[Excerpts of pointing data]
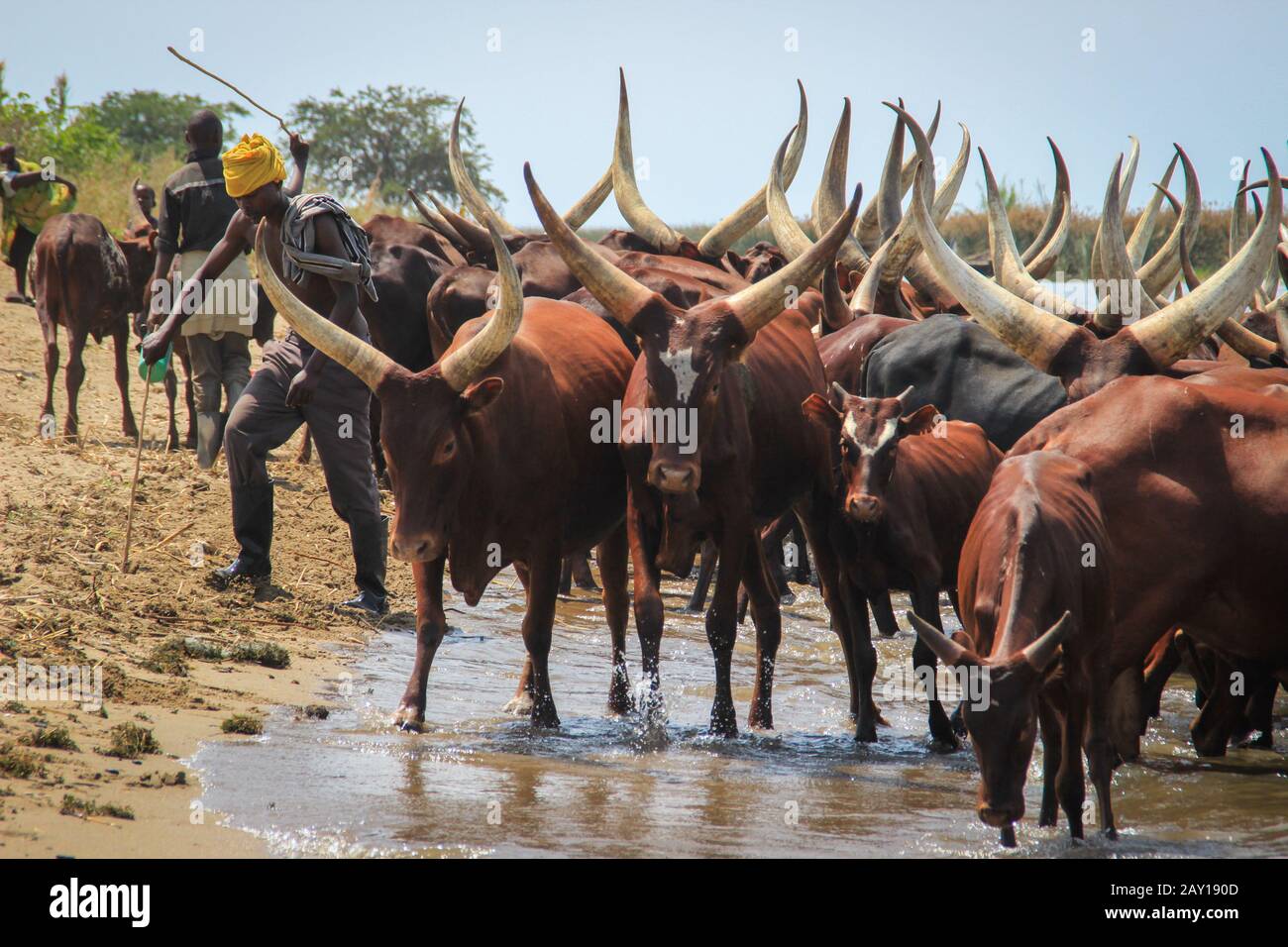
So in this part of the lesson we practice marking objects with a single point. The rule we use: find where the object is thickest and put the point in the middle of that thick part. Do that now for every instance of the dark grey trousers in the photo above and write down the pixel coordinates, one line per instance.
(339, 420)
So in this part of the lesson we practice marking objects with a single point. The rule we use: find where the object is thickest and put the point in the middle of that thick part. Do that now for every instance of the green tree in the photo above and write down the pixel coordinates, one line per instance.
(54, 129)
(151, 123)
(380, 142)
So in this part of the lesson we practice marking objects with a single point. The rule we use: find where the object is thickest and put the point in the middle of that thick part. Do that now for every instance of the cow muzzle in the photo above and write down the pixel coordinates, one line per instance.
(1000, 815)
(674, 478)
(863, 508)
(420, 547)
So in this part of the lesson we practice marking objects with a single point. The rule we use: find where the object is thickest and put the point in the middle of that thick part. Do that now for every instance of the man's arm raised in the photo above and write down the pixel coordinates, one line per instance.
(239, 236)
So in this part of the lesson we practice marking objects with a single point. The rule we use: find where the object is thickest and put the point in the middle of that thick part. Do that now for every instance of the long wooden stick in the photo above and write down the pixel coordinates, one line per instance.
(200, 68)
(134, 484)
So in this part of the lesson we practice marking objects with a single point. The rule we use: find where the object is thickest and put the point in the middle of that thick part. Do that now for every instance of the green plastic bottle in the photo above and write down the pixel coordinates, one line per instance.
(158, 369)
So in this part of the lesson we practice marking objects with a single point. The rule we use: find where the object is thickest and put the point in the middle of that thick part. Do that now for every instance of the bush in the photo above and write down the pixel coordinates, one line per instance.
(129, 741)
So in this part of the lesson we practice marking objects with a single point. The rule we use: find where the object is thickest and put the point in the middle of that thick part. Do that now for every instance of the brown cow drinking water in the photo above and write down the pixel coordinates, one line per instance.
(1034, 582)
(88, 282)
(493, 462)
(907, 489)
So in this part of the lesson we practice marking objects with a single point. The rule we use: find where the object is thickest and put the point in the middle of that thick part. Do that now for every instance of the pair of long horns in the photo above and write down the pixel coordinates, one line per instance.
(623, 298)
(651, 227)
(1167, 337)
(1038, 654)
(459, 368)
(476, 235)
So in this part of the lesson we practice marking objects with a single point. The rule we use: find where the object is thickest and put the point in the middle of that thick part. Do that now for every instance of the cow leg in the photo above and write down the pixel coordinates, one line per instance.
(722, 626)
(648, 600)
(1051, 729)
(522, 701)
(537, 624)
(612, 569)
(581, 574)
(1166, 660)
(803, 571)
(769, 630)
(51, 330)
(863, 660)
(844, 604)
(75, 376)
(189, 399)
(706, 569)
(430, 628)
(120, 341)
(1100, 753)
(884, 613)
(171, 394)
(925, 603)
(1070, 781)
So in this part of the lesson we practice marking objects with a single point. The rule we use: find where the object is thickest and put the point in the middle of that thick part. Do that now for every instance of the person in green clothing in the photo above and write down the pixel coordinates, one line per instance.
(31, 196)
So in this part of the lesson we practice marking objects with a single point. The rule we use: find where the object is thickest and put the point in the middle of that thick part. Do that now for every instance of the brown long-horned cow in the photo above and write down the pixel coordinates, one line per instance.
(734, 371)
(493, 460)
(1074, 355)
(1035, 590)
(88, 282)
(909, 486)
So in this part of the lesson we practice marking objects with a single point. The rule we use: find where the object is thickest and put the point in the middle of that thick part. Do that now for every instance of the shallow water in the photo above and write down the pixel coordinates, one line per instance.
(481, 783)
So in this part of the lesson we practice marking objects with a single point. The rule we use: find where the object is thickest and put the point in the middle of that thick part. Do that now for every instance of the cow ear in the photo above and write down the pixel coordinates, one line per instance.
(919, 421)
(482, 393)
(818, 410)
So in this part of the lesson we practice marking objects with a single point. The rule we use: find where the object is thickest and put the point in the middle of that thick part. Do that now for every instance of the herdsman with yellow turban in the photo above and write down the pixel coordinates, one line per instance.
(194, 213)
(321, 256)
(30, 196)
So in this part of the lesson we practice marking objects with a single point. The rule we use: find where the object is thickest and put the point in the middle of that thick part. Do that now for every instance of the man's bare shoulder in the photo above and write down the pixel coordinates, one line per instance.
(241, 228)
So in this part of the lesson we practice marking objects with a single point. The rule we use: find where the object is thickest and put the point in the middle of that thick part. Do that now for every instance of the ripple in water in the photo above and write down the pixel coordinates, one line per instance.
(480, 783)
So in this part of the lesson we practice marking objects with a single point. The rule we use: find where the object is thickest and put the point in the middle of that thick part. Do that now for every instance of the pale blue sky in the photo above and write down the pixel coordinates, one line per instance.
(712, 81)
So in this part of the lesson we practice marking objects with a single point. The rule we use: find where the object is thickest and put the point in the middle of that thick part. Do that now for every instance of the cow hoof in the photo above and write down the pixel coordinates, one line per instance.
(944, 745)
(724, 723)
(410, 720)
(545, 718)
(519, 705)
(619, 699)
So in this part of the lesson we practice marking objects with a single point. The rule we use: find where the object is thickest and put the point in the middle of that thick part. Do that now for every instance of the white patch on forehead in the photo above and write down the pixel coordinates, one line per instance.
(681, 365)
(851, 431)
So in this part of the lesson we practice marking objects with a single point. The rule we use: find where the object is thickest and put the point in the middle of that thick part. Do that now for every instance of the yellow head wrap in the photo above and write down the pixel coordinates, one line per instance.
(250, 163)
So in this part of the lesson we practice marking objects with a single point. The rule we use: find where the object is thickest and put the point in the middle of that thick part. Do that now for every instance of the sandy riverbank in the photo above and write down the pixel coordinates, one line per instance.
(65, 602)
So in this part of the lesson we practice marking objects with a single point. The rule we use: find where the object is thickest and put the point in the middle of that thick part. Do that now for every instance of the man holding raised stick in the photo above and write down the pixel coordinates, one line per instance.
(321, 256)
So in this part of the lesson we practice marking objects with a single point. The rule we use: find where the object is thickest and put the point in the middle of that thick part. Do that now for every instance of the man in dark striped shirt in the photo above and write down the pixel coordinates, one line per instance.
(194, 213)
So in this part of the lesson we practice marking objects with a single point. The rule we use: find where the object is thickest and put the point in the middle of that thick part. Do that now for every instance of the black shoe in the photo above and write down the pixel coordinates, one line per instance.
(368, 602)
(240, 570)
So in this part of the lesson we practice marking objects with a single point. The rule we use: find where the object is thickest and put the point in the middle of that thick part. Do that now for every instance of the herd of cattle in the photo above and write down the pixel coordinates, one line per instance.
(1103, 493)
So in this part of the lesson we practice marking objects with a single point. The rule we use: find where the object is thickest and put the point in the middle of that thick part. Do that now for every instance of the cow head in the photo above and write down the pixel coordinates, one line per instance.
(868, 432)
(1004, 731)
(426, 418)
(1078, 357)
(140, 256)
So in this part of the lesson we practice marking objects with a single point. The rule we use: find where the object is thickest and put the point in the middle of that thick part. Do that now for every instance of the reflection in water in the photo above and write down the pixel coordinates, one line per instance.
(481, 783)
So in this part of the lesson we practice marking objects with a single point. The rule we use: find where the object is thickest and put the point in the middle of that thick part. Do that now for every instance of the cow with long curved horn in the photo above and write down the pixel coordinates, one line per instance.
(494, 460)
(1081, 361)
(717, 450)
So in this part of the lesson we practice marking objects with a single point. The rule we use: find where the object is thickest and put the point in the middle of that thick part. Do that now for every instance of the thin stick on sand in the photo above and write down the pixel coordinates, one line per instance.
(134, 483)
(200, 68)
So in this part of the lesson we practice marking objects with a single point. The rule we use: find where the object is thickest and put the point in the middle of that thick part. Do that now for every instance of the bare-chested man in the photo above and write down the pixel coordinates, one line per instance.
(321, 256)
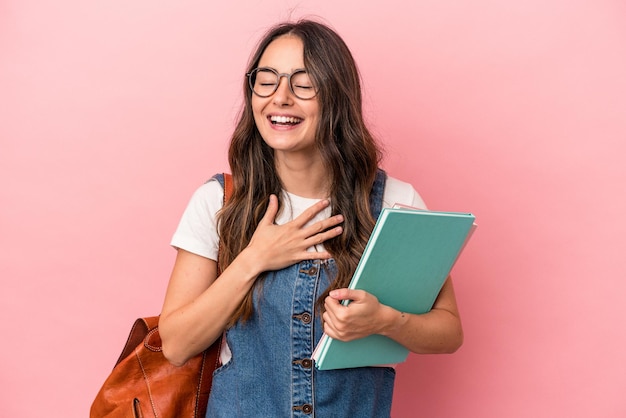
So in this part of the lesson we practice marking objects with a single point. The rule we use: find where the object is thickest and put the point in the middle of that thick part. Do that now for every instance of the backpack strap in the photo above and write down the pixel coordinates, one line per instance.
(376, 195)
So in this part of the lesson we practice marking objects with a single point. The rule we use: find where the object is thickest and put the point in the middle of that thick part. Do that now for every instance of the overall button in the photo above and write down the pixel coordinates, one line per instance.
(307, 363)
(306, 408)
(304, 317)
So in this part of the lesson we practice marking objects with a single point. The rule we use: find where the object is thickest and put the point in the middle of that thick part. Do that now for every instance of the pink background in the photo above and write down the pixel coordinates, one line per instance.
(113, 112)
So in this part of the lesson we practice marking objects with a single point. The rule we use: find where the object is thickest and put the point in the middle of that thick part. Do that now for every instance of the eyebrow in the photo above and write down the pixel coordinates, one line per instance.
(265, 67)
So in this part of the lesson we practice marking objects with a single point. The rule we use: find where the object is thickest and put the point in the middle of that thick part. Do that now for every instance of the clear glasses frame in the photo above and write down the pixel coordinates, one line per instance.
(301, 92)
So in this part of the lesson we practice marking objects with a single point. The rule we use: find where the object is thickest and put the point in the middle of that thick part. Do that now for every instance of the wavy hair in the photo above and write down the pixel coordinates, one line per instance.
(349, 152)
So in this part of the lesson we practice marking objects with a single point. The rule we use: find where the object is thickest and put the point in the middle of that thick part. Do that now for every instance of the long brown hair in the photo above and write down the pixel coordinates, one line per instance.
(348, 149)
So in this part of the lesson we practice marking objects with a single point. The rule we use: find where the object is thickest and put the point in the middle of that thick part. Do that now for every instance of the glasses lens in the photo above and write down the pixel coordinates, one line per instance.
(302, 86)
(263, 81)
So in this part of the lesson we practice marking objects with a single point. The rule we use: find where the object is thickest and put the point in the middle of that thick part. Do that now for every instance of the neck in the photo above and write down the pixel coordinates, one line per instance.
(304, 177)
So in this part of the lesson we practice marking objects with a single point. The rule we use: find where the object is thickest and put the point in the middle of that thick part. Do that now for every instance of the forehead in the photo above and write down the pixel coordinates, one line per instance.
(284, 54)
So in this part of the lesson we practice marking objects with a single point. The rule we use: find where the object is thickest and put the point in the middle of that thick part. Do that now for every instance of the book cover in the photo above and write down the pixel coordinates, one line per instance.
(405, 263)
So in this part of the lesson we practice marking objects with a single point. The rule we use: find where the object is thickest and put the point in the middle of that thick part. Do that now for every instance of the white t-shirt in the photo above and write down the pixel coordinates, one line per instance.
(197, 232)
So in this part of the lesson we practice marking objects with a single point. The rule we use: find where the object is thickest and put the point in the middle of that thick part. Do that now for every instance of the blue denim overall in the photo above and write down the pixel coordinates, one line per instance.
(271, 373)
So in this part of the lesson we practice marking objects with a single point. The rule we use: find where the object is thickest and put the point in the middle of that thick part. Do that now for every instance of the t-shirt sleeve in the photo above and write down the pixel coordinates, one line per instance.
(397, 191)
(197, 229)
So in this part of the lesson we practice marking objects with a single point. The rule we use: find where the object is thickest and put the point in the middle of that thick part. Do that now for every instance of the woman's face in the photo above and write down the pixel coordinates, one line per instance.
(286, 123)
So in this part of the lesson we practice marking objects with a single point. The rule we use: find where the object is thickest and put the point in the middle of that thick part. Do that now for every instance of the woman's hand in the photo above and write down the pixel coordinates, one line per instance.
(436, 331)
(277, 246)
(363, 316)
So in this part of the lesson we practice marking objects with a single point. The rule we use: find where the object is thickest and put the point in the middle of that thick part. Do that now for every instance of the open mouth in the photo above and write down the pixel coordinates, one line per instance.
(284, 120)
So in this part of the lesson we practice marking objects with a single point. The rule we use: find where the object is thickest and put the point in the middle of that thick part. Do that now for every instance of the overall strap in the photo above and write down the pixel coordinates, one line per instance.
(376, 195)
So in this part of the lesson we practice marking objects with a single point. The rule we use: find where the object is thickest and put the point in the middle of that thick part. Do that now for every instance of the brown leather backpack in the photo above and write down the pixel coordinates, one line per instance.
(144, 383)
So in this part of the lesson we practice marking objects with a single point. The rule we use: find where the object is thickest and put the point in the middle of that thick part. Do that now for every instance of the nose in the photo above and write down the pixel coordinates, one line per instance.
(283, 94)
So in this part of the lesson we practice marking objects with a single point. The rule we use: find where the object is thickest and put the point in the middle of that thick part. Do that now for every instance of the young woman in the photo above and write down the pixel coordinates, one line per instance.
(307, 189)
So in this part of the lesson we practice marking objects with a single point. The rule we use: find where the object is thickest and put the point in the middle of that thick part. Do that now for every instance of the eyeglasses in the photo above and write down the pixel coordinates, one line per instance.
(264, 82)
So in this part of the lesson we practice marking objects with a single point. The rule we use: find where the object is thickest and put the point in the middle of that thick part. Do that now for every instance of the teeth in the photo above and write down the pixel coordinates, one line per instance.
(284, 119)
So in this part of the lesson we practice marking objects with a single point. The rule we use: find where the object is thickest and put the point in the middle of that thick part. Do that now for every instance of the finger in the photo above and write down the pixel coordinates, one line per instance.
(320, 238)
(271, 211)
(323, 225)
(310, 212)
(354, 295)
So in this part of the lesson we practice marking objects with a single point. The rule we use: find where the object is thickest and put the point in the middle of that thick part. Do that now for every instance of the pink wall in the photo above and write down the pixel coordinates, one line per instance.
(111, 113)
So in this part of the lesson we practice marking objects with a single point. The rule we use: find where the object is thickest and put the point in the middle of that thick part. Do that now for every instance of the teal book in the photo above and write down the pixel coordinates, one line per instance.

* [Requirement]: Please quote nothing but the lines from the line with "the pink wall" through the end of the data above, exactly as written, ends included.

* [Task result]:
So in this part of the lesson we practice marking objects with a single point. The rule we use: find where the object is thickest and put the point in the middle of that thick part. Do that now for every instance of the pink wall in the photo above and write down the pixel coordinates, one line per instance.
(111, 113)
So in this part of the lesson we practice marking objects with a single point. The rule we use: find where the object is thickest and put the point in the middle of that thick part. Do that now for every instance of the teal book in the photo above and write down the pixel coordinates, one line per instance.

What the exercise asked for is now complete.